__Passage to read__.
[start]

The Reddit activity network contains a graph attribute type (set to “reddit”). The node attributes are: name (string showing position of the comment in the thread), date (date when the comment was authored, in DD-MM-YY format), subreddit (the subreddit from which the post is collected), user (Reddit handle or screen name of the user who authored the comment or post), node_type (‘comment’ or ‘thread’), title (NA for all nodes except that representing the original post), label (a concatenation of name and user). Because we used AddText() in the above example, there is also a node attribute vosonTxt_comment which is the text from the comment, or original post. The edge attributes is edge_type which is ‘comment’ for all edges.

The example Reddit activity network contains 768 nodes and 767 edges. The following is a visualisation of the network, where the post is indicated by a red node, and blue indicates those comments that include the words “arson” or “starting fires”.

V(activityGraph)$color <- "grey"
V(activityGraph)$color[which(V(activityGraph)$node_type=="thread")] <- "red"
ind <- grep("arson|starting fires",tolower(V(activityGraph)$vosonTxt_comment))
V(activityGraph)$color[ind] <- "blue"
png("reddit_activity.png", width=600, height=600)
plot(activityGraph, vertex.label="", vertex.size=4, edge.arrow.size=0.5)
dev.off()

Reddit activity network (red node is intial post, blue nodes are comments mentioning arson)

Merging Collected Data

Data that was collected at different times, used different collect parameters or was saved to multiple files can be merged by using functions that operate on dataframes. The data from Collect is output in tibble (dataframe) format and provided each collected data set are from the same social media type can be combined using the rbind function.

In the examples below or cases that involve large datasets, it can sometimes be more efficient or timely to substitute optimized functions such as dplyr::bind_rows for rbind or data.table::rbindlist instead of do.call("rbind", list).

Merging from multiple Collect operations

Data collected in the same session can be merged using the rbind function. The following twitter example combines tweet data collected using different search parameters. The result is combined most recent tweets using the #auspol hashtag and most popular tweets using the #bushfire hashtag.

# collect twitter data for the #auspol hashtag
auspolTwitterData <- twitterAuth %>%
  Collect(searchTerm = "#auspol", searchType = "recent", numTweets = 100)

# collect twitter data for the #bushfire hashtag
bushfireTwitterData <- twitterAuth %>%
  Collect(searchTerm = "#bushfire", searchType = "popular", numTweets = 50)

# combine the collected data for the different hashtags using rbind
twitterData <- rbind(auspolTwitterData, bushfireTwitterData)

Merging from file

vosonSML has a function for importing previously saved collected data from file so that, it can be correctly handled and used in subsequent processsing functions. This example shows how to import and merge twitter data collected the previous day with newly collected data using rbind and the ImportData function.

Please note that ImportData requires the file path and social media type either “twitter”, “youtube” or “reddit” to be specified as parameters.

[end]

__Tasks to complete__.
1. Decide whether each statement agrees with the tutorial excerpt, answering yes or no and quoting the words that decide it: (a) the example Reddit activity network has 768 nodes and 767 edges; (b) every edge in the Reddit activity network has an edge_type of "thread"; (c) ImportData needs only a file path as its parameter.
2. Reproduce the tutorial excerpt word for word from "In the examples" to "numTweets = 50)".
The data that follows has no connection to the tutorial excerpt.

__Data shown__.
[start]

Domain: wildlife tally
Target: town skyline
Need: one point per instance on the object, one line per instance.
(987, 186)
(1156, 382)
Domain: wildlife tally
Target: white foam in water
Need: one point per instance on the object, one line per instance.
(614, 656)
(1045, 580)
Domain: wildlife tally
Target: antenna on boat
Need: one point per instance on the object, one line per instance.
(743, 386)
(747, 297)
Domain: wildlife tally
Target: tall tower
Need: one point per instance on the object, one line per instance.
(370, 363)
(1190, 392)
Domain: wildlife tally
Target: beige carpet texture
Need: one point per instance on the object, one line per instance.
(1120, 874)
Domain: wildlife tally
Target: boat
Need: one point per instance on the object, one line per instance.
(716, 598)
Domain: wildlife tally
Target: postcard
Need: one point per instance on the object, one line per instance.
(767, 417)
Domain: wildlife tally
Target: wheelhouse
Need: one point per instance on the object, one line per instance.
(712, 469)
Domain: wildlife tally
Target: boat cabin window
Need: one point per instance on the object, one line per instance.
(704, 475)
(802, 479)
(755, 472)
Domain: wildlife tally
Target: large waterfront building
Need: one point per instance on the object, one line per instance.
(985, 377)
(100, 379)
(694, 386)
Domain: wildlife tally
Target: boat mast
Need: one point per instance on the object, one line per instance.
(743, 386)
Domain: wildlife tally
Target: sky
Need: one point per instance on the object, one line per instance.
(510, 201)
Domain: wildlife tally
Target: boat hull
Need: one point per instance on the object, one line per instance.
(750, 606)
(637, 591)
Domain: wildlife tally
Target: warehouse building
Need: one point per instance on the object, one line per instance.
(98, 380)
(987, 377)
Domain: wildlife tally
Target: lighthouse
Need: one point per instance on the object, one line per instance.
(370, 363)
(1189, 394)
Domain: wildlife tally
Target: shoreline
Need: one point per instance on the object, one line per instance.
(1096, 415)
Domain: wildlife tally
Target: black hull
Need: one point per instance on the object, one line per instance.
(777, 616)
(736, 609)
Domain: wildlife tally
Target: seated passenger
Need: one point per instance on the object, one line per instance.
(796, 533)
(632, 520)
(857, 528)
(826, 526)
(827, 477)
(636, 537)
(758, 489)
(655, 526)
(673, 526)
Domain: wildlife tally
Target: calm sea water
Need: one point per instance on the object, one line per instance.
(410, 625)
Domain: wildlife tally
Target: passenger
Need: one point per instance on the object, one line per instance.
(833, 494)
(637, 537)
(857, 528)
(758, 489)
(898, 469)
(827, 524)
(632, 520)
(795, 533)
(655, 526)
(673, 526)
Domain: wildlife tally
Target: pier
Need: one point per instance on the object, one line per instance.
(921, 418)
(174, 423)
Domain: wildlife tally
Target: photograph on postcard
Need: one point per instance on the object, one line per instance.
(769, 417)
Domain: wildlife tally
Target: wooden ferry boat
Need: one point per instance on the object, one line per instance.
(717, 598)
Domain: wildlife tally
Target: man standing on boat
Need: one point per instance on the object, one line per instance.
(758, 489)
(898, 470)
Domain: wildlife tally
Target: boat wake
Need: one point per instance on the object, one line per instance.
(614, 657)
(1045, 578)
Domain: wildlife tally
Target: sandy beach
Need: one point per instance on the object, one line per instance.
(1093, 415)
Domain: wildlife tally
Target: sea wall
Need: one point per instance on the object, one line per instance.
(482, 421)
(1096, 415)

[end]

__Results of the exercise__.
1.
(a) Yes: "The example Reddit activity network contains 768 nodes and 767 edges."
(b) No: "The edge attributes is edge_type which is ‘comment’ for all edges."
(c) No: "ImportData requires the file path and social media type either “twitter”, “youtube” or “reddit” to be specified as parameters."

2.
In the examples below or cases that involve large datasets, it can sometimes be more efficient or timely to substitute optimized functions such as dplyr::bind_rows for rbind or data.table::rbindlist instead of do.call("rbind", list).

Merging from multiple Collect operations

Data collected in the same session can be merged using the rbind function. The following twitter example combines tweet data collected using different search parameters. The result is combined most recent tweets using the #auspol hashtag and most popular tweets using the #bushfire hashtag.

# collect twitter data for the #auspol hashtag
auspolTwitterData <- twitterAuth %>%
  Collect(searchTerm = "#auspol", searchType = "recent", numTweets = 100)

# collect twitter data for the #bushfire hashtag
bushfireTwitterData <- twitterAuth %>%
  Collect(searchTerm = "#bushfire", searchType = "popular", numTweets = 50)